--- Data for processing ---

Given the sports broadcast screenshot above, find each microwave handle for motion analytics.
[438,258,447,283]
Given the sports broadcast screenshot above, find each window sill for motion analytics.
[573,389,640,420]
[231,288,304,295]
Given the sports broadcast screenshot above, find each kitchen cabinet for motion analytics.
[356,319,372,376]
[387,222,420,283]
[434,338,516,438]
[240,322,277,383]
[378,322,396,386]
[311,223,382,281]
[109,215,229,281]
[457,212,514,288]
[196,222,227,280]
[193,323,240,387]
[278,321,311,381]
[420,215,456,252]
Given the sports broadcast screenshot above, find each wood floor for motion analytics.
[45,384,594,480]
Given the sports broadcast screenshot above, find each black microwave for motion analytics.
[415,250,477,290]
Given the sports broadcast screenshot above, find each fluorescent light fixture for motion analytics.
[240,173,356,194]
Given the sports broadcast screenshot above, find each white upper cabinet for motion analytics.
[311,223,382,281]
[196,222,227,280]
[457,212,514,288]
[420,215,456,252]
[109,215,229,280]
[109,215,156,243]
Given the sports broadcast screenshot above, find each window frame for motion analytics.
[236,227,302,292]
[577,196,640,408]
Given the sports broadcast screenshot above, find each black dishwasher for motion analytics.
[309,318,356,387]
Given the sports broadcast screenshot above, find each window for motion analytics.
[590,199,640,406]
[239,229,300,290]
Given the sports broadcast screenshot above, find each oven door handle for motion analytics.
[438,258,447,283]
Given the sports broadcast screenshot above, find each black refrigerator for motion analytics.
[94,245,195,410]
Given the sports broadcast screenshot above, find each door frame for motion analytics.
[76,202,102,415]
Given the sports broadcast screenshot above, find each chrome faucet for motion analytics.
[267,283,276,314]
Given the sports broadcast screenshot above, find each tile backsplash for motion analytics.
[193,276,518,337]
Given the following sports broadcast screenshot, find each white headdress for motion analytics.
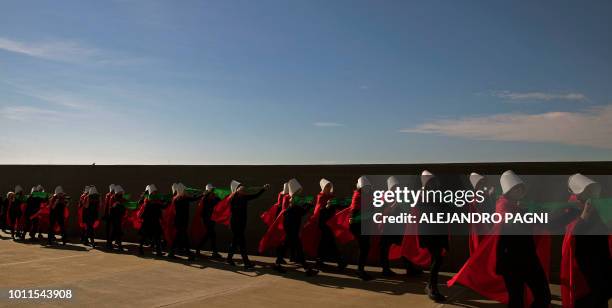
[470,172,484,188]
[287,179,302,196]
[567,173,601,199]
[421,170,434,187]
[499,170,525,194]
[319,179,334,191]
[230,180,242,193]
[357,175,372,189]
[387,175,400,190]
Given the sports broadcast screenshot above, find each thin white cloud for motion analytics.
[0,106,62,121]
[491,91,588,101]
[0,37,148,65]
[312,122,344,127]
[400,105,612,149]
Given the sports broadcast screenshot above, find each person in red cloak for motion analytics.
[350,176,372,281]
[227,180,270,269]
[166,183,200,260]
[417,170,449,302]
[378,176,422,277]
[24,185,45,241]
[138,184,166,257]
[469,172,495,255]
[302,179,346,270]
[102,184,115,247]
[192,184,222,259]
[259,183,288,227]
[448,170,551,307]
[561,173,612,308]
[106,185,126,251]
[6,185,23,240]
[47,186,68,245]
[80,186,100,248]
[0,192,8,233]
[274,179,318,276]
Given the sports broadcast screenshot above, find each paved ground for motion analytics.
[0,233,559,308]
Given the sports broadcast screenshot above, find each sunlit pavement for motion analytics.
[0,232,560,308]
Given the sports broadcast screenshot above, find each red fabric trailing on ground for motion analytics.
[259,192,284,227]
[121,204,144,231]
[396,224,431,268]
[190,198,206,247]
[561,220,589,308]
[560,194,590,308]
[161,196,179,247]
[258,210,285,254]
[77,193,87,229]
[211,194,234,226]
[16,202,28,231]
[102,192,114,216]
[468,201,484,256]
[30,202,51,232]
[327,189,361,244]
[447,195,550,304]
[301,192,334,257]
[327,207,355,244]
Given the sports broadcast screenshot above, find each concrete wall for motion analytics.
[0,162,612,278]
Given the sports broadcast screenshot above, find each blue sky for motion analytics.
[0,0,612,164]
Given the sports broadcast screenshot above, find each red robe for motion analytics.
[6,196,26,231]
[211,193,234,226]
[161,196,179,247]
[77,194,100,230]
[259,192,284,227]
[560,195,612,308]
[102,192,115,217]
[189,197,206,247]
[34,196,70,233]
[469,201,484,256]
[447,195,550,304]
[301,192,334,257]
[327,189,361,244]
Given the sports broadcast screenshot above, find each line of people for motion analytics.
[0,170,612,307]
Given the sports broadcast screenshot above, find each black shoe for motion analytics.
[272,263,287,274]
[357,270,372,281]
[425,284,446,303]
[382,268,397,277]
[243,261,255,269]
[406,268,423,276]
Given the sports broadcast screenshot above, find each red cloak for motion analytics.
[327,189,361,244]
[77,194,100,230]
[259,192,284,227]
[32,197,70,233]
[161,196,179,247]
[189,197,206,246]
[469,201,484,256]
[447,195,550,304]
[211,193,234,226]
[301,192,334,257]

---
--- Data for processing ---

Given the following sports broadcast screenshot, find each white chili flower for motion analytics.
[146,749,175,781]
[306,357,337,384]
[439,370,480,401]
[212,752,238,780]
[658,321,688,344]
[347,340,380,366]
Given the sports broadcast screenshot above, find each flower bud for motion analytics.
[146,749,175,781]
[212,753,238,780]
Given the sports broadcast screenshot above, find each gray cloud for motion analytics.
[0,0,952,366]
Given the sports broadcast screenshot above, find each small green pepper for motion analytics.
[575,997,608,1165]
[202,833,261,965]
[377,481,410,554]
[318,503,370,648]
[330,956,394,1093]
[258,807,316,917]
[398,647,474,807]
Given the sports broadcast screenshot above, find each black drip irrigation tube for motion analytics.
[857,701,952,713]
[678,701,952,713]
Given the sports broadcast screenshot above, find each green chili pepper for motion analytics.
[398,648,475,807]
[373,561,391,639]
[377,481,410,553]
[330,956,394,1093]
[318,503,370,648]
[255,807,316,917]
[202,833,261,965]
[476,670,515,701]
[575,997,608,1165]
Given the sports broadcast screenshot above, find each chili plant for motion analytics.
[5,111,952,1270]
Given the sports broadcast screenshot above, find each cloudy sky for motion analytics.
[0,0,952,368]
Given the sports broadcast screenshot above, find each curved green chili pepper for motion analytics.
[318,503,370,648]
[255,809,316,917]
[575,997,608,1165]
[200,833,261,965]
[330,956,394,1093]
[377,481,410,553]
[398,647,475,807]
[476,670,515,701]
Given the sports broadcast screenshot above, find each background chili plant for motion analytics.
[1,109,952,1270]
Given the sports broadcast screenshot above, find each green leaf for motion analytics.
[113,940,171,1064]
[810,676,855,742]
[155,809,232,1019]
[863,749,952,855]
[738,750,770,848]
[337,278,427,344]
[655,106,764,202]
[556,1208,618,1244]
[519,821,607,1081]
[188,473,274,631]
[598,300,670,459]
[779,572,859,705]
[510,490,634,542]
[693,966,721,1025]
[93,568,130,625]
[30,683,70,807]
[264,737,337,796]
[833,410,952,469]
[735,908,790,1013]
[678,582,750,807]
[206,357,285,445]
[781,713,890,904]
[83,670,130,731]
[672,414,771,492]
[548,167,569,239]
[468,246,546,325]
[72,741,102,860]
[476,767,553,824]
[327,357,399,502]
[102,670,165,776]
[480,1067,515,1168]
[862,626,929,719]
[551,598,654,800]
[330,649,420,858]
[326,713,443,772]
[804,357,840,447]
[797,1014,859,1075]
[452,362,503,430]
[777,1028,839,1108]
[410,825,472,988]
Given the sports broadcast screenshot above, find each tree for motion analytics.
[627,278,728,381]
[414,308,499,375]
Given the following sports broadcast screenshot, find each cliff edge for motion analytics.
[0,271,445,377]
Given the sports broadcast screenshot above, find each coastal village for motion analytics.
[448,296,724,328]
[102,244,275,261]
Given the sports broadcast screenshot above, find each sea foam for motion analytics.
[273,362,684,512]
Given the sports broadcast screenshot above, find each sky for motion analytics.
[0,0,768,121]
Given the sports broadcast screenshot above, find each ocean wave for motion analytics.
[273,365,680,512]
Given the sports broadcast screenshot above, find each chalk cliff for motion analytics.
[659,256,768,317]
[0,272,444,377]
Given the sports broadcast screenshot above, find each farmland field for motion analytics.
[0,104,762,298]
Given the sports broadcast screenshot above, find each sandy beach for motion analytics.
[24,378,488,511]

---
--- Data for processing ---

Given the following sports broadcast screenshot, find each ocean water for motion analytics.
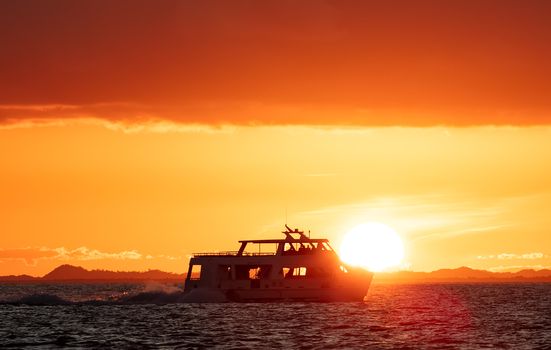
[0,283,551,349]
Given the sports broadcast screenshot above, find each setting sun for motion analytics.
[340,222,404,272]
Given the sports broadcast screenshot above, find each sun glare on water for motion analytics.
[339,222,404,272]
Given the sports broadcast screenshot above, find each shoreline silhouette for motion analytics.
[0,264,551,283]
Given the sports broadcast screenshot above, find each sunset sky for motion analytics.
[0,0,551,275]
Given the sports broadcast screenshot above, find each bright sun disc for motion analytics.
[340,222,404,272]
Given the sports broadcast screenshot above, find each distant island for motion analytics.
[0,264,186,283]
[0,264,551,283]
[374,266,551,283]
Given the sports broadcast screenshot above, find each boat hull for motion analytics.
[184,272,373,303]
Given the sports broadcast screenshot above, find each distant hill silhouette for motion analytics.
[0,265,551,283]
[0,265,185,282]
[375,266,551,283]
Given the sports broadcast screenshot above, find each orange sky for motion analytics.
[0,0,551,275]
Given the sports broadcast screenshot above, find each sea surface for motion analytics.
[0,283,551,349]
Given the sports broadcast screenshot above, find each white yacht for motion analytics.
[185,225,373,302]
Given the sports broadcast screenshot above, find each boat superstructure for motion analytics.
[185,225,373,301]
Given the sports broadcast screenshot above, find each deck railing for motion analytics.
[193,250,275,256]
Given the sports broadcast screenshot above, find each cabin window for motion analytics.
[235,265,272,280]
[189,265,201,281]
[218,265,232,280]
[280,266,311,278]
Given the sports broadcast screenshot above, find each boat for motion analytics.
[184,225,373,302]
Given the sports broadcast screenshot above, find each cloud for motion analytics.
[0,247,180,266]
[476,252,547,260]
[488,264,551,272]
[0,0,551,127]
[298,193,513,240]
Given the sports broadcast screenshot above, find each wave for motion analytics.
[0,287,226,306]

---

*Task*. Starting with the line containing "Given the sports broadcast screenshot above, find each microwave" and going on through the line containing "[240,173,356,194]", render those lines above as a Markdown table with the columns Number and Line, leaving out any blank lines.

*Correct result*.
| Number | Line |
|---|---|
| 1 | Given the sports broadcast screenshot above, find each microwave handle for motion analytics. |
| 2 | [438,258,447,283] |
| 3 | Given the sports broadcast screenshot above, find each window sill for motion analytics. |
| 4 | [573,389,640,420] |
| 5 | [231,288,304,295] |
| 6 | Given the sports broadcast screenshot above, find each kitchen cabinet for motion analytics. |
| 7 | [356,319,372,376] |
| 8 | [387,222,420,283] |
| 9 | [434,338,516,438] |
| 10 | [240,322,277,383] |
| 11 | [378,322,396,386] |
| 12 | [311,223,382,281] |
| 13 | [109,215,229,281] |
| 14 | [457,212,514,288] |
| 15 | [196,222,227,280] |
| 16 | [193,323,240,387] |
| 17 | [278,321,311,381] |
| 18 | [420,215,456,252] |
| 19 | Given the sports broadcast screenshot above, find each wood floor for motion analytics. |
| 20 | [45,384,594,480] |
| 21 | Given the sports broadcast screenshot above, find each black microwave for motion analytics. |
| 22 | [415,250,477,290] |
| 23 | Given the sports broadcast screenshot above, find each fluorescent light fixture for motion analytics. |
| 24 | [240,173,356,194] |